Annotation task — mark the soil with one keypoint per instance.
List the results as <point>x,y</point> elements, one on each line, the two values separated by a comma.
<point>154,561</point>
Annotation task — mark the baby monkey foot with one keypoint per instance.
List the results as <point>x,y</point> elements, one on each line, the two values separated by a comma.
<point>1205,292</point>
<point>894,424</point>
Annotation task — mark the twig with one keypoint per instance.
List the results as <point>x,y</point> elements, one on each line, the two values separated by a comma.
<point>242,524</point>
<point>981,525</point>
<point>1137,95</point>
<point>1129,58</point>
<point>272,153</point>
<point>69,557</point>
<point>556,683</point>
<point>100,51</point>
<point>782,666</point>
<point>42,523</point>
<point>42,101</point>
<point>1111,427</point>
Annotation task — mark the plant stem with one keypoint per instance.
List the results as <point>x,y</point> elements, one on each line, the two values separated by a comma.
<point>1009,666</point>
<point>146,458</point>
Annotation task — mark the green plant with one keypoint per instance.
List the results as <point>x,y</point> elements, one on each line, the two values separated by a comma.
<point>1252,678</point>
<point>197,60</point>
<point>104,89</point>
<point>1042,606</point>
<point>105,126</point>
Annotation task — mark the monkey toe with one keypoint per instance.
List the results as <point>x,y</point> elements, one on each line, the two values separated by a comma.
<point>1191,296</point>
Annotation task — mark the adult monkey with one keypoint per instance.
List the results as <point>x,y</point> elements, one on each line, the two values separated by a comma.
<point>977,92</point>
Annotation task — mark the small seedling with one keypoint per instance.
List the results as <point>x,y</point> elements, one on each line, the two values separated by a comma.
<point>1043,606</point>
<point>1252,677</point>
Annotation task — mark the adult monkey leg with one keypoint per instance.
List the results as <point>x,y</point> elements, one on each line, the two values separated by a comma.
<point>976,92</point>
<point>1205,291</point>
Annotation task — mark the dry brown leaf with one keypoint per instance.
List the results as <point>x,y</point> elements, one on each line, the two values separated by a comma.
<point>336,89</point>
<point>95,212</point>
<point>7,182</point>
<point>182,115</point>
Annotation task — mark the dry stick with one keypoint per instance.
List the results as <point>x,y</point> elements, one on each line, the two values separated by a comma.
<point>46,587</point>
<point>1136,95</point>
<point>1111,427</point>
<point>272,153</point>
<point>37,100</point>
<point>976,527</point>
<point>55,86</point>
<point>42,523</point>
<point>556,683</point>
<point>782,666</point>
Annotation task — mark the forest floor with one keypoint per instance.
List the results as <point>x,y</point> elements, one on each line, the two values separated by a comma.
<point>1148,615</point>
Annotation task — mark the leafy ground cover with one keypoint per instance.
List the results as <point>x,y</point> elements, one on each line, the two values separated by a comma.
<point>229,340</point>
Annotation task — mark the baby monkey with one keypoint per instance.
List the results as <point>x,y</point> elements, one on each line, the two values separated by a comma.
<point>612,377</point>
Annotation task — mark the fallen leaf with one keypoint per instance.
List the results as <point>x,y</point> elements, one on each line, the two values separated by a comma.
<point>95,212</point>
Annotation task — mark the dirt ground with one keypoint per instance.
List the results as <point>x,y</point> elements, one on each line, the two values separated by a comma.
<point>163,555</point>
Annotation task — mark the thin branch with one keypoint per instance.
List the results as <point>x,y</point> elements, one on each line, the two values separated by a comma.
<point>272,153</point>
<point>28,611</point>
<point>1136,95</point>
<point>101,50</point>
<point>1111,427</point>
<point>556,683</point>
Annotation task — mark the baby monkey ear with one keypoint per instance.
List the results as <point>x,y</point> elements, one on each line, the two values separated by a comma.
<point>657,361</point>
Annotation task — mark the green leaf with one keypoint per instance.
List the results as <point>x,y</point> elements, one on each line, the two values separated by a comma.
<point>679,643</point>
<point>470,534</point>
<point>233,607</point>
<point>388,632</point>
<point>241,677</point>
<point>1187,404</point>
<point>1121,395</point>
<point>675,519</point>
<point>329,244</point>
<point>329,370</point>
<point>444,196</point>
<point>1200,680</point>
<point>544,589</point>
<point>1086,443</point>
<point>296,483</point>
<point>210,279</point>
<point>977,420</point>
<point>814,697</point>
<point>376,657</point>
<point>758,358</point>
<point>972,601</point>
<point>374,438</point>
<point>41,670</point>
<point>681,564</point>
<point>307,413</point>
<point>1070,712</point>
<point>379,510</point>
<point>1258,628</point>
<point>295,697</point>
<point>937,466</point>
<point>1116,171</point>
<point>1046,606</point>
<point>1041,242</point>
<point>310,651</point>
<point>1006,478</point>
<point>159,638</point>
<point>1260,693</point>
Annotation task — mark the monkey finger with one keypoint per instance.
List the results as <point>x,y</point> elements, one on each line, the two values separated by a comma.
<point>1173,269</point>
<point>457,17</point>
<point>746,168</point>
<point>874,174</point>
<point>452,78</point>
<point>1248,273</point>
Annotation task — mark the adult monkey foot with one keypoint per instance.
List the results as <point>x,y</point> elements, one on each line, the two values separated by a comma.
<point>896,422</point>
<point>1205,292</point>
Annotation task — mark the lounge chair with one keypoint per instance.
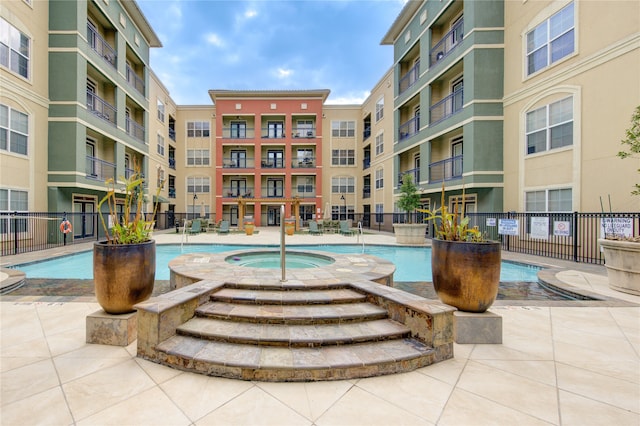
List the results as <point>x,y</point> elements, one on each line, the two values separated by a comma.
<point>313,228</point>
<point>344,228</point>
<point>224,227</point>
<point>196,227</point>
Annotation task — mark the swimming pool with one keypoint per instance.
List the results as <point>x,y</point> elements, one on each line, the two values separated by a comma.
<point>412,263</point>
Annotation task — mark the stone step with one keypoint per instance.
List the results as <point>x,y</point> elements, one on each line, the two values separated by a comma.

=-=-=-=-=

What to produce:
Set down the records precisely as they appear. Any picture stays out.

Reply to the exercise:
Annotation task — mark the soil with one keypoint per instance.
List the results as <point>x,y</point> elements, one on each line, the two values separated by a comma.
<point>154,561</point>
Annotation task — mark the baby monkey foot with one keypoint per instance.
List the results as <point>x,y</point> elements, one on each line, the two values separated by a comma.
<point>1205,292</point>
<point>894,424</point>
Annotation task — mark the twig with one keypoint per instance.
List the results as <point>x,y</point> elements, one on each line, the two values separated by a comma.
<point>242,524</point>
<point>981,525</point>
<point>1137,95</point>
<point>1129,58</point>
<point>272,153</point>
<point>69,557</point>
<point>556,683</point>
<point>100,51</point>
<point>782,666</point>
<point>42,523</point>
<point>42,101</point>
<point>1111,427</point>
Annotation task — mark the plant stem with one keypoint per instance.
List the results as <point>x,y</point> elements, one on each line, the two values separated by a comma.
<point>1009,666</point>
<point>146,458</point>
Annotation task — mark the green plant with one keypoint per instance.
List the results as <point>x,y</point> elements, one on each line, the two values separated by a comma.
<point>1252,678</point>
<point>197,60</point>
<point>104,89</point>
<point>1042,606</point>
<point>105,126</point>
Annotation task — mark the monkey toe with one keypoint per instance.
List the results as <point>x,y</point> elements, one on each line, the two values separated by a comma.
<point>1191,296</point>
Annotation task — mark the adult monkey with one keypoint per instance.
List the results as <point>x,y</point> elements, one on each line, the two values separated by a comma.
<point>977,92</point>
Annotation task — mark the small seedling with one keypoint per instance.
List the results as <point>x,y</point> elements, one on each line, the two values separated by a comma.
<point>1043,606</point>
<point>1252,677</point>
Annotation task — mark the adult monkey leg with one keypoint per instance.
List the results as <point>x,y</point> elements, one on each line, the two values separated by a comma.
<point>976,92</point>
<point>1205,291</point>
Annotation task — mark the dry brown leaf with one keypoint per instance.
List the results as <point>x,y</point> elements, one on each line, the two values separated by a comma.
<point>336,89</point>
<point>95,212</point>
<point>7,182</point>
<point>182,115</point>
Annotation task — mark the dry stick with one keypoint per instance.
List the results as <point>x,y</point> elements, one on each line, the two values separated by a comma.
<point>46,587</point>
<point>1136,95</point>
<point>1111,427</point>
<point>272,153</point>
<point>37,100</point>
<point>976,527</point>
<point>55,86</point>
<point>42,523</point>
<point>556,683</point>
<point>782,666</point>
Annotation task — mark the forest floor with one keypoint per instance.
List the results as <point>x,y</point> elements, one on each line, the two values separated by a comma.
<point>1148,615</point>
Annotation task — mark the leafy ground cover with one keypoint per instance.
List the results as <point>x,y</point> elements, one on each line, the two values separated by a comma.
<point>229,340</point>
Annotation task — mark the baby monkey with one keypoint per instance.
List the results as <point>x,y</point> elements, one on each line, the two values separated by a comma.
<point>612,377</point>
Annotation task — mark the fallen leaf with one keypoint per instance.
List the results as <point>x,y</point> elements, one on each line, the two values separated by a comma.
<point>95,212</point>
Annotation task — mark the dirt ground with one keypoint per instance.
List the results as <point>x,y</point> elements, one on each line, the two values separated by a comma.
<point>163,555</point>
Annotation task — mark the thin branch with one keypoint per instance.
List the results as <point>x,y</point> elements, one on each line, the two values separated by a comma.
<point>272,153</point>
<point>28,611</point>
<point>1136,95</point>
<point>101,50</point>
<point>1111,427</point>
<point>556,683</point>
Annotation task — mark the baby monkey ear with one keypoint per instance.
List the results as <point>x,y</point> elements, one on each line, the two values separated by a comma.
<point>657,361</point>
Annotation task — mark the green leaf with one keypoint per instance.
List the results as <point>x,y</point> elements, one on each line, the two values separated by a comma.
<point>679,643</point>
<point>470,534</point>
<point>233,607</point>
<point>388,632</point>
<point>241,677</point>
<point>1187,404</point>
<point>1121,395</point>
<point>675,519</point>
<point>329,244</point>
<point>329,370</point>
<point>444,196</point>
<point>1200,680</point>
<point>544,589</point>
<point>1086,443</point>
<point>296,483</point>
<point>210,279</point>
<point>977,420</point>
<point>814,697</point>
<point>376,657</point>
<point>758,358</point>
<point>972,601</point>
<point>374,438</point>
<point>41,670</point>
<point>681,564</point>
<point>307,413</point>
<point>1070,712</point>
<point>379,510</point>
<point>1258,628</point>
<point>295,697</point>
<point>937,466</point>
<point>1116,171</point>
<point>1046,606</point>
<point>1041,242</point>
<point>310,651</point>
<point>1006,478</point>
<point>159,638</point>
<point>1260,693</point>
Annotation task — mark the monkey finger with one keypoint per instance.
List the results as <point>x,y</point> elements, one on each line, the two values separated by a comma.
<point>1173,269</point>
<point>457,17</point>
<point>746,168</point>
<point>874,174</point>
<point>452,78</point>
<point>1248,273</point>
Annotation task — mark the adult monkey foot with one keypoint per instance.
List the results as <point>x,y</point> elements, one on each line, the two values separated by a comma.
<point>896,422</point>
<point>1205,292</point>
Annotation task — mark the lounge chair with one keypoint per instance.
List the results as <point>x,y</point> elements, one on each line, the two values separated by a comma.
<point>313,228</point>
<point>344,228</point>
<point>224,227</point>
<point>196,227</point>
Annotation task — mark the swimming pool with one keypoint per instance.
List the results as <point>x,y</point> elements, one on each line, the two values separated by a comma.
<point>412,263</point>
Annotation task — mark the stone step with one keypoint per instance.
List the results as <point>x,y</point> elements, one on each line, the two values separated by a comma.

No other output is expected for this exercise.